> _PASSAGE SHOWN_
----

I have spoken in the past about my passion for teaching HIV education at the primary school here, and this first week I was able to reacquaint myself with the program I helped put together in 2008.
However, an ongoing trend of the ups and downs of development work has become apparent - even more so than when I returned last year.
Out of the 17 students in our class given to us by the teacher in charge of the program (although we have requested to only have classes of 10), only eight passed the HIV education test given to them at the end of the week.
It's discouraging because not only are the students struggling with the concepts being taught to them, they are also attempting to overcome a steep learning curve by having the program taught in English.
I will be returning on Monday with Sma, one of our Zulu translators, to try to decipher which students are failing the class because of their poor English skills, or whether they just do not understand the concepts being taught to them.
It brings about questions for me that surround an issue that was in the headlines when I left Canada over a week ago. When Dalton McGuinty pulled the new proposal for teaching sex education in schools, I was outraged.

----

> _PROVIDED RECORDS_
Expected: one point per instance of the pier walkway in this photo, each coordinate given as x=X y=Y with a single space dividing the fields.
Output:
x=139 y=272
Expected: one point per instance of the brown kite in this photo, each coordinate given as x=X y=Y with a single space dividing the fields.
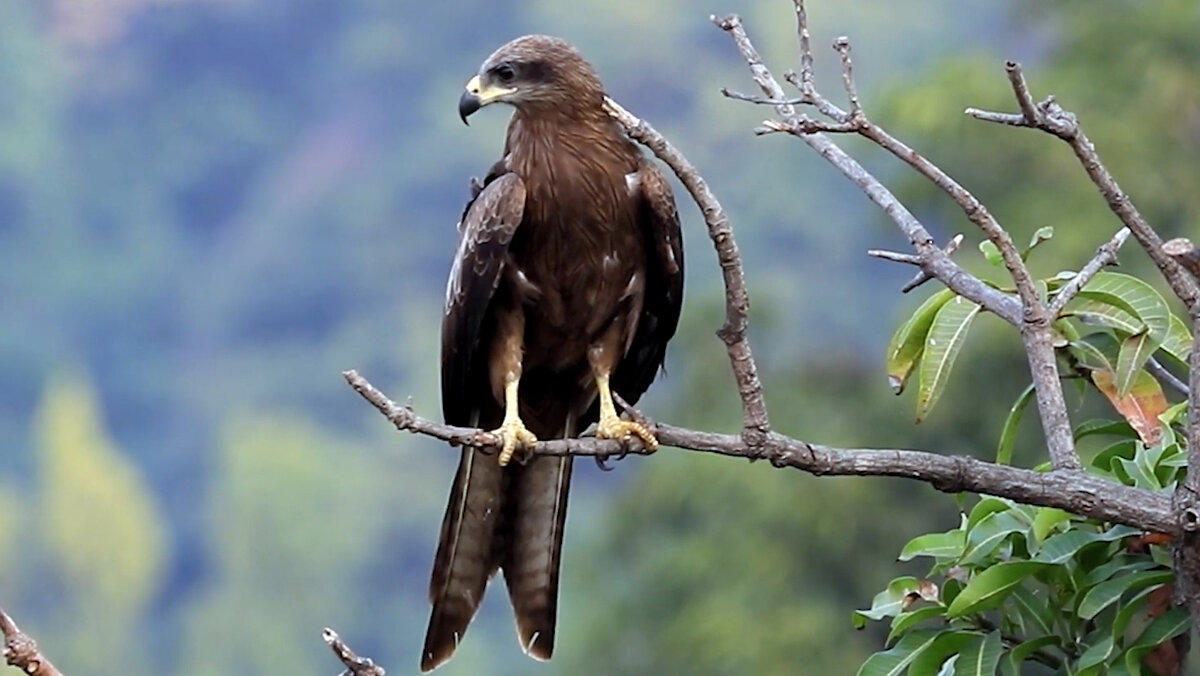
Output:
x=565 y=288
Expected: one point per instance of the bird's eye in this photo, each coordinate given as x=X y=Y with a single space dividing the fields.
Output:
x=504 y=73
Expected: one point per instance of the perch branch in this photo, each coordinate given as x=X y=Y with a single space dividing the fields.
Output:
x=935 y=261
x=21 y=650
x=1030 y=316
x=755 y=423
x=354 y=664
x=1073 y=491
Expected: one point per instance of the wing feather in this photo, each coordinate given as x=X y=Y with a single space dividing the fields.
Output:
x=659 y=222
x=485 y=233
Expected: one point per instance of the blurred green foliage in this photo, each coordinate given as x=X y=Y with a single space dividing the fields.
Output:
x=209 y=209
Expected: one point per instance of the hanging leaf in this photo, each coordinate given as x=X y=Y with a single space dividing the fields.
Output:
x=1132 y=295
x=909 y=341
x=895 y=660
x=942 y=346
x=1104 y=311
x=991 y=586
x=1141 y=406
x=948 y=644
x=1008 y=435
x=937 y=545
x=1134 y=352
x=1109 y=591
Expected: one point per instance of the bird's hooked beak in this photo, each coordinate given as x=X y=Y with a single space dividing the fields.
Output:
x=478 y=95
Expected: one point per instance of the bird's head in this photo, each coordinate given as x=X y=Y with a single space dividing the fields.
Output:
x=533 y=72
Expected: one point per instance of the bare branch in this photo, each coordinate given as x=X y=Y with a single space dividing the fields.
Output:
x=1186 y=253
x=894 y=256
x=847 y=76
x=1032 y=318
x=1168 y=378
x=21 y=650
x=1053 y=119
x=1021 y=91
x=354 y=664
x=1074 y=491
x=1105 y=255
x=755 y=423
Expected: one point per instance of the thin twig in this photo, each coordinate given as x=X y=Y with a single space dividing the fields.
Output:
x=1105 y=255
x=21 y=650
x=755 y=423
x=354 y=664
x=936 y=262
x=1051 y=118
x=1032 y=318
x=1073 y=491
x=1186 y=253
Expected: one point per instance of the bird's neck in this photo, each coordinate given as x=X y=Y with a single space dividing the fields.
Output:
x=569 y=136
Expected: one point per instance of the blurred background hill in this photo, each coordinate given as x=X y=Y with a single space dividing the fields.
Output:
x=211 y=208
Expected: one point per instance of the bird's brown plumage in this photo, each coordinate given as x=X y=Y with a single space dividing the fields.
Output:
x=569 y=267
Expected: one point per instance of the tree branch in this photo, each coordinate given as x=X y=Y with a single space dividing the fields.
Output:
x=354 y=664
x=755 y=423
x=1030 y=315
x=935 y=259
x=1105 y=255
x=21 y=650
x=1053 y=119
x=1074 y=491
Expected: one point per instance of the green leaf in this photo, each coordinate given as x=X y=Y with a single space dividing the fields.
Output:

----

> _EXERCISE OBJECTIVE_
Write the next part of the account of teaching HIV education at the primary school, starting right after its last sentence.

> _EXERCISE OUTPUT_
I am a firm believer that sex education taught at a young age will produce a culture of dialogue around issues of great importance, like sexually transmitted infections and relationships in general. Silencing education for primary school students stunts any progress we have made in being more conscious of what dialogue around an issue can positively accomplish.
Sex education has been a hot topic in the house since the South African student's test results came back. Some of those in the volunteer house never received sex education, and some were given a watered-down version of an anatomy lesson. It seems no one is satisfied with their own education around the subject. For as many problems as we have with the world's teaching (or lack thereof) of sex, we have no answers; or at least we can't seem to agree on any solutions.
It's a harsh reminder of development initiatives and the burnout that can happen around certain projects.
Hopefully we can revive a program that once had the students jumping out of their seats to answer questions and participate in games, and had an impeccable success rate.